Exercise aim: Return every line of the entries that includes the word "foliage".

Recorded data:
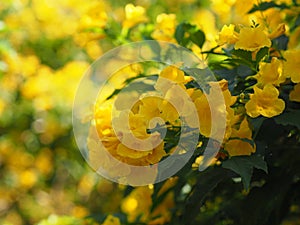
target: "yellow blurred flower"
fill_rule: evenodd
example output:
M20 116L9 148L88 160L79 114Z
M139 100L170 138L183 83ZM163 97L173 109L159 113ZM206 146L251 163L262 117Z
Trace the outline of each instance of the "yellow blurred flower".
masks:
M195 12L191 23L195 24L205 33L205 42L202 48L200 49L197 45L193 45L191 48L200 59L205 59L206 54L202 54L201 52L208 51L217 45L216 35L218 34L218 29L216 16L211 10L200 7Z
M300 49L300 27L297 27L293 33L289 35L288 49Z
M20 185L24 188L31 188L37 182L37 173L34 169L27 169L20 174Z
M273 57L270 63L260 62L259 72L253 76L261 85L273 84L279 86L286 80L282 73L282 61Z
M283 74L290 77L294 83L300 82L300 49L287 50L283 53Z
M176 23L175 14L159 14L156 17L155 30L151 36L156 40L174 42Z
M141 222L146 222L150 216L153 189L148 186L135 188L121 203L121 210L127 214L128 221L134 222L140 216Z
M53 170L52 154L50 149L41 149L41 152L35 157L35 167L43 175L48 175Z
M248 121L246 118L241 122L239 129L232 129L231 139L229 139L224 144L224 149L228 152L230 156L237 155L251 155L255 152L255 144L253 145L248 141L252 141L252 130L249 127Z
M127 4L125 6L125 20L123 22L124 28L131 28L139 23L144 23L148 20L146 17L146 10L142 6L134 6Z
M268 38L264 28L243 27L239 33L239 40L235 43L235 49L246 51L257 51L263 47L270 47L271 40Z
M121 222L118 217L108 215L101 225L121 225Z
M247 114L253 118L259 115L270 118L281 114L285 102L278 96L279 91L272 84L265 85L263 89L254 86L254 94L250 95L250 100L245 105Z
M2 98L0 98L0 116L4 112L5 107L6 107L5 101Z
M106 5L104 1L98 1L90 4L87 12L81 16L79 21L79 29L103 28L107 24L108 16L106 13Z
M171 210L174 207L174 193L170 189L176 184L176 181L176 178L170 178L164 183L158 196L168 193L153 211L151 211L153 187L135 188L121 203L121 210L127 214L128 221L134 222L140 217L141 222L149 225L163 225L169 222Z
M290 100L300 102L300 83L294 86L294 90L290 93Z
M84 217L88 216L89 211L87 208L77 205L77 206L73 207L71 213L76 218L84 218Z
M224 25L219 33L219 45L223 44L234 44L239 39L239 34L234 31L235 26L230 24L229 26Z
M88 196L95 185L94 174L83 175L78 183L78 193L82 196Z
M212 0L211 7L218 14L221 21L224 23L232 13L232 6L236 0Z

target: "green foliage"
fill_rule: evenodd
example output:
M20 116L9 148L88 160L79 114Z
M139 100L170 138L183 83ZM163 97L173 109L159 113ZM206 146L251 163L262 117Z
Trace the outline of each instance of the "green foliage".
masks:
M230 169L239 174L242 178L244 188L249 190L253 168L261 169L267 173L267 164L262 157L257 155L251 156L234 156L222 164L223 168Z
M279 8L279 9L288 9L289 7L285 4L276 4L275 2L260 2L259 4L255 4L252 9L249 10L248 13L254 13L256 11L265 11L270 8Z
M176 27L175 38L178 44L188 47L190 42L193 42L200 48L202 48L205 42L205 34L202 30L199 30L197 26L189 23L181 23Z

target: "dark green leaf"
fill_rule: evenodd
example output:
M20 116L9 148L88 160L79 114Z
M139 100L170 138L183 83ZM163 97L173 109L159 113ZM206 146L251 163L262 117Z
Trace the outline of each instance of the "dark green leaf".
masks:
M181 23L176 27L176 31L175 31L175 39L178 42L178 44L182 43L184 33L185 33L184 24Z
M262 157L257 155L234 156L223 162L222 166L239 174L246 190L250 187L253 168L261 169L266 173L268 170L266 162L262 159Z
M284 126L292 125L296 126L300 129L300 112L293 111L293 112L286 112L279 116L274 117L274 120L277 124L281 124Z
M272 47L276 48L277 50L287 50L288 42L289 37L283 34L272 40Z
M263 116L249 119L249 122L252 125L253 131L254 131L254 136L257 135L257 133L259 132L259 130L265 120L266 120L266 118Z
M265 11L270 8L279 8L279 9L286 9L288 6L286 4L276 4L275 2L261 2L258 5L254 5L252 9L248 13L254 13L256 11Z
M240 77L248 77L250 75L253 75L253 71L249 66L240 65L237 67L237 74Z
M295 23L294 23L294 25L290 28L290 31L293 31L293 30L295 30L297 27L299 27L300 26L300 15L298 15L297 17L296 17L296 20L295 20Z
M202 48L205 42L205 34L202 30L197 30L195 33L191 34L191 41Z
M239 58L242 58L242 59L245 59L249 62L252 61L252 52L250 51L245 51L245 50L242 50L242 49L234 49L231 51L232 55L235 55Z
M259 63L265 56L269 55L269 48L261 48L256 54L256 63Z
M206 195L226 178L227 172L219 167L209 168L208 170L199 173L195 188L187 198L183 208L180 224L186 224L187 221L191 224L199 213Z
M190 41L192 41L201 48L205 42L205 34L195 25L189 23L181 23L176 27L175 39L178 44L182 46L186 46Z

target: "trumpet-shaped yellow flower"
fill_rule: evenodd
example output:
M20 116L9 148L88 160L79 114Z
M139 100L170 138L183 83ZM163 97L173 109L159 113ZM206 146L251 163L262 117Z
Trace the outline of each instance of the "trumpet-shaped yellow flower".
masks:
M235 26L230 24L229 26L224 25L219 33L219 45L223 44L234 44L238 38L238 33L234 31Z
M261 62L259 72L254 76L261 85L273 84L279 86L286 80L282 73L282 61L273 57L271 63Z
M142 6L134 6L133 4L127 4L125 6L125 20L123 26L125 28L131 28L139 23L146 22L146 10Z
M231 139L224 145L224 149L230 156L251 155L255 152L254 143L252 145L247 140L242 139L252 140L252 130L246 118L241 122L239 129L232 129Z
M263 89L255 86L254 94L245 105L247 114L253 118L259 115L271 118L281 114L285 103L278 96L279 91L272 84L265 85Z
M226 129L225 135L230 135L230 120L234 115L233 109L230 106L234 104L236 98L231 96L228 90L228 83L225 80L210 82L210 86L211 90L208 95L202 93L194 100L198 112L200 133L206 137L211 137L212 135L216 135L219 130ZM218 93L219 90L222 91L221 95ZM223 101L220 99L222 97L224 98ZM210 99L210 102L208 99ZM221 121L226 120L226 127L222 128L220 125L218 129L215 128L215 130L212 130L212 110L217 113Z
M294 83L300 82L300 49L288 50L283 54L283 74L290 77Z
M294 90L291 91L290 100L300 102L300 83L296 84Z
M240 30L239 40L235 43L235 49L246 51L257 51L263 47L270 47L271 40L268 38L264 28L258 27L243 27Z

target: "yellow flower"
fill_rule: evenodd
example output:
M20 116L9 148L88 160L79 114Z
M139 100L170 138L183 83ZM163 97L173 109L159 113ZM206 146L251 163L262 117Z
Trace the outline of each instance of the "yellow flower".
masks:
M147 186L135 188L121 203L121 210L128 215L128 221L134 222L140 216L140 222L146 222L150 216L153 189Z
M107 159L108 162L103 162L102 148L106 148L119 161L135 166L156 164L166 155L164 142L160 134L158 132L147 133L149 127L156 126L156 124L150 123L153 123L153 118L164 115L166 113L164 113L166 111L164 107L168 110L172 108L165 105L160 107L161 104L159 101L156 101L156 97L144 98L136 103L138 106L134 106L138 111L122 110L119 114L117 113L113 116L113 100L98 104L95 107L94 116L97 135L93 136L91 131L89 143L91 151L90 161L96 168L101 166L101 163L108 166L108 162L111 161ZM162 103L162 100L160 102ZM156 105L152 103L156 103ZM174 115L170 115L171 119L173 119ZM165 114L165 120L169 121L170 119L167 116L168 114ZM113 127L113 125L117 127ZM94 142L95 140L97 141L97 136L100 138L103 147L97 146Z
M241 122L239 129L232 129L231 138L232 139L229 139L224 145L224 149L230 156L251 155L251 153L255 152L254 143L254 146L252 146L252 144L246 140L241 140L252 140L252 131L249 128L246 118Z
M107 24L107 14L105 12L104 1L91 4L85 15L80 18L79 29L103 28Z
M294 90L291 91L290 100L300 102L300 83L296 84Z
M171 209L174 207L174 192L170 191L176 184L176 178L168 179L158 192L158 197L163 197L153 211L151 195L153 187L141 186L135 188L121 203L122 212L126 213L129 222L140 218L140 222L149 225L162 225L170 221Z
M273 84L279 86L286 79L282 73L282 61L273 57L271 63L260 62L259 72L254 78L262 85Z
M175 14L159 14L156 18L155 30L152 37L161 41L174 41L174 32L176 29Z
M245 105L247 114L253 118L259 115L271 118L281 114L285 103L278 96L279 91L272 84L265 85L263 89L255 86L254 94Z
M257 51L263 47L270 47L271 40L268 38L262 26L244 27L240 30L239 40L235 43L235 49Z
M101 225L121 225L121 222L118 217L108 215Z
M144 7L127 4L125 6L125 21L123 22L123 26L125 28L131 28L139 23L146 22L148 19L145 13L146 10Z
M288 49L300 49L300 27L297 27L289 36Z
M234 31L234 25L224 25L219 33L219 45L234 44L238 41L238 33Z
M211 86L210 93L207 96L202 93L194 100L198 112L200 133L206 137L217 135L222 129L230 129L230 120L233 116L233 109L230 106L236 101L236 98L231 96L228 90L228 82L226 80L210 82L209 84ZM222 96L218 94L220 89ZM223 101L220 97L224 98ZM208 99L210 99L210 102ZM224 124L226 127L222 128L221 125L219 127L212 127L212 110L215 111L221 121L222 118L226 120L226 124ZM213 128L214 130L212 130Z
M294 83L300 82L300 49L288 50L283 53L283 74L290 77Z

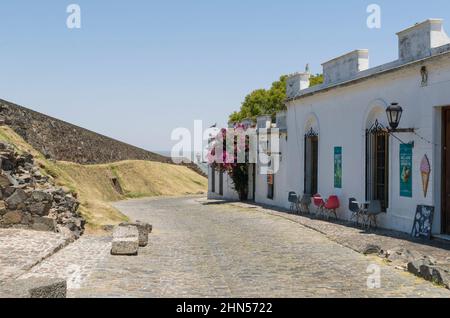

Exercise result:
target: "green foliage"
Trace the outline of each instance of the "green foliage".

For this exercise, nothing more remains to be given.